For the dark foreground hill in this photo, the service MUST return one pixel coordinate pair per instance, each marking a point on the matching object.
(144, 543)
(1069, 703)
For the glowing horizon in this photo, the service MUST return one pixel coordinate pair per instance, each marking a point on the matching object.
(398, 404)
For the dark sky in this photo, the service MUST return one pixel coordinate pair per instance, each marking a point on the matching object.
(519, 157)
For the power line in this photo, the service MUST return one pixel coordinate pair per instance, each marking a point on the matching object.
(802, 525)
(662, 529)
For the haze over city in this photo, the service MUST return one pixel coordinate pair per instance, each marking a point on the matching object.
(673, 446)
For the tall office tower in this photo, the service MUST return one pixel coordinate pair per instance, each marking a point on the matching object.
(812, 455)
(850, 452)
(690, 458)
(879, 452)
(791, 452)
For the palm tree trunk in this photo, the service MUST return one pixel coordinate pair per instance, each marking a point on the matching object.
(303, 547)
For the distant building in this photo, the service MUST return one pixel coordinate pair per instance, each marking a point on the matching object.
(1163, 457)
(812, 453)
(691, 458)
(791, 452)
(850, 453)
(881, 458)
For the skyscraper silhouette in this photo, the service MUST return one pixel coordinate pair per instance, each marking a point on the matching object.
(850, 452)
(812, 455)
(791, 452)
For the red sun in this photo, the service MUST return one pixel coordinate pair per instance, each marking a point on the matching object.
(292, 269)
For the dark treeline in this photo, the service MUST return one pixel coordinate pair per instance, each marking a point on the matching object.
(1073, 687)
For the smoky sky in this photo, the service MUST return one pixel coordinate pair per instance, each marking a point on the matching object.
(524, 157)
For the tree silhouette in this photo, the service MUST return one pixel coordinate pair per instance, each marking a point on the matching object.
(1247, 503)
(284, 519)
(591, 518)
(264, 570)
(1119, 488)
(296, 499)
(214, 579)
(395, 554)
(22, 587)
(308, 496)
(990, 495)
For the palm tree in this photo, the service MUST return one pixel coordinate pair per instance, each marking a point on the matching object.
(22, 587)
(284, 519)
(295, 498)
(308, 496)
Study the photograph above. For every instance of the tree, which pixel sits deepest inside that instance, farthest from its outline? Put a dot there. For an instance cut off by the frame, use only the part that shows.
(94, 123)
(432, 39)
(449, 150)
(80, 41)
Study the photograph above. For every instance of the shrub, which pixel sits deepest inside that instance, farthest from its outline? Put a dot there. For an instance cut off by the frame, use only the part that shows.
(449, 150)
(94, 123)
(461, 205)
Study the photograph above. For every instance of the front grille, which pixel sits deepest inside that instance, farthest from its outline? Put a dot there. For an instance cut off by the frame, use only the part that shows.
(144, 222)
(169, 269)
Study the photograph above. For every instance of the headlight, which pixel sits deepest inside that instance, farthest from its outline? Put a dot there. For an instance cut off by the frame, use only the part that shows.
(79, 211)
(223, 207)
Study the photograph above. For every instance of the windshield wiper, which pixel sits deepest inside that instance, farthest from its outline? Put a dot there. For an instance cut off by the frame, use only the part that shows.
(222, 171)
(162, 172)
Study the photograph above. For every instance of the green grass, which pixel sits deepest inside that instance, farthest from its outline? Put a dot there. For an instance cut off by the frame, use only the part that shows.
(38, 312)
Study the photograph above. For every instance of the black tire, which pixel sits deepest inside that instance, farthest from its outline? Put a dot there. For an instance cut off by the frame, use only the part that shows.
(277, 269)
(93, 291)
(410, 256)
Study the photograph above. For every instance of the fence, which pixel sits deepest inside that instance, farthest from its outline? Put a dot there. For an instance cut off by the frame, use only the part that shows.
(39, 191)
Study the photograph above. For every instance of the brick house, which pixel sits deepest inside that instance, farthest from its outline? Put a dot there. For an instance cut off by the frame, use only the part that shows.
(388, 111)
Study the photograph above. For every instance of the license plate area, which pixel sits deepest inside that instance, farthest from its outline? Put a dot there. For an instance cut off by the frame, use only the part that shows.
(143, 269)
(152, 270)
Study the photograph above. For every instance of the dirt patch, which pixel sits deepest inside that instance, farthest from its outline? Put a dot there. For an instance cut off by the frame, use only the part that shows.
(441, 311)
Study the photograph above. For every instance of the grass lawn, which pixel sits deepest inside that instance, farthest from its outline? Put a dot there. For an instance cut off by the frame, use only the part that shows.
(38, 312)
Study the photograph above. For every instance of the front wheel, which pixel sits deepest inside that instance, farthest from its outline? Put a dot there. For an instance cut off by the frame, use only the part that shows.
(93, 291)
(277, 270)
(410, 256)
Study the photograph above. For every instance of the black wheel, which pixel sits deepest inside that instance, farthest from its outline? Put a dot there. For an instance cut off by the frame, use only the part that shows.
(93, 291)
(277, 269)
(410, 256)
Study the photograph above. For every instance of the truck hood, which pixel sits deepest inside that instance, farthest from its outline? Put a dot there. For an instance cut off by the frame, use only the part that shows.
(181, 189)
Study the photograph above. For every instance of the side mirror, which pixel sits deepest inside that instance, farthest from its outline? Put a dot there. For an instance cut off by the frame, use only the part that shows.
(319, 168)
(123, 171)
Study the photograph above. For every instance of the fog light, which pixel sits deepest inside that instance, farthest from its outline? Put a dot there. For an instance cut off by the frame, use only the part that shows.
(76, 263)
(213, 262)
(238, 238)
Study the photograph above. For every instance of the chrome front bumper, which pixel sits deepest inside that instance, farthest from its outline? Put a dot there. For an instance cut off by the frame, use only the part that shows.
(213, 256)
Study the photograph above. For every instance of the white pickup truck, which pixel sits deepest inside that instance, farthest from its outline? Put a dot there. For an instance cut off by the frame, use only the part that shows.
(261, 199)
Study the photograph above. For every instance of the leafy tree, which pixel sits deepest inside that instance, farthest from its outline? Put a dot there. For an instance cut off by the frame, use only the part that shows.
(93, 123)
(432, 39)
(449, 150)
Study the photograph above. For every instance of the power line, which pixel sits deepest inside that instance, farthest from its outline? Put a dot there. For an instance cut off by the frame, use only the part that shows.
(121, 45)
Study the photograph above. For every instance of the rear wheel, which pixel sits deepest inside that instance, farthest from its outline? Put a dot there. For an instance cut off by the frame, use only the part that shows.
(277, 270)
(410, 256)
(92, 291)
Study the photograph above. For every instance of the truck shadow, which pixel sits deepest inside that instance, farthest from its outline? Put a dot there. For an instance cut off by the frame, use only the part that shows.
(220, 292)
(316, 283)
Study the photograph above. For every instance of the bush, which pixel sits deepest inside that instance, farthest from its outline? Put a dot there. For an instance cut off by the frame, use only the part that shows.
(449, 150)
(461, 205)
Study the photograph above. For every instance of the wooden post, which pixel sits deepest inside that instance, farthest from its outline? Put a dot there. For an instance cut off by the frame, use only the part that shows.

====================

* [YOUR OBJECTIVE]
Output the line that contains "Study the photograph above. For every instance of the fog", followed by every later line in the listing, with no line omitted and none added.

* [WORKED SOLUTION]
Study the photograph above. For every instance of the fog light, which pixel sits deepest inside that instance, farthest from its outline? Put a dot there. For an instance cut off by the frame, use only the part that shows.
(76, 263)
(213, 262)
(238, 238)
Study the photograph above. For every instance of the chrome front bumper, which pixel sits deepest inside that instance, farthest from its outline? Put a dot there. For an instance cut off by the frame, use only the part that shows.
(213, 256)
Study the photograph above. For every instance of the white pickup truck, which pixel sits deepest inside that instance, farthest from its outline? Put a dot there. For an instance cut off by the frame, use only the part that shows.
(261, 199)
Study the photograph above. For every instance of the leafy tree, which pixel sits deepest inside that instance, farthest from its outline? Put a dot there. For an instance cut off by the frame, use only the part that shows.
(93, 123)
(432, 39)
(449, 150)
Study the photograph above. For every instance of the power line, which pixel sits deepest inside that instance, farthest from its outline? Put a dot there. For an instance cut off by the frame, use only the part that shows.
(121, 45)
Study the photograph above. For every instance of the rear wheel, which pixel sits deepest inside that instance, farthest from its outline? Put a dot there. For an instance cut off by the frame, use only the part that shows.
(277, 270)
(410, 256)
(92, 291)
Study the photograph above. For every instance of the truck shadow, which pixel sits deepest inside that instance, farthest from its outline? Put a dot there. For an instance cut off by the frame, use only the part that shows.
(220, 292)
(316, 283)
Study the photograph above. For every instance of the bush, which pixel sits deepest inside that instance, farthest from its outline? Put a dot there. For an instance cut off by the frame, use only the part that shows.
(449, 150)
(461, 205)
Study the photograph above. For every instance of the wooden post, which pixel sits deepest inside that instance, farthest from its outline? Put a dot there. For an instance cut off by the frame, use only the part that shows.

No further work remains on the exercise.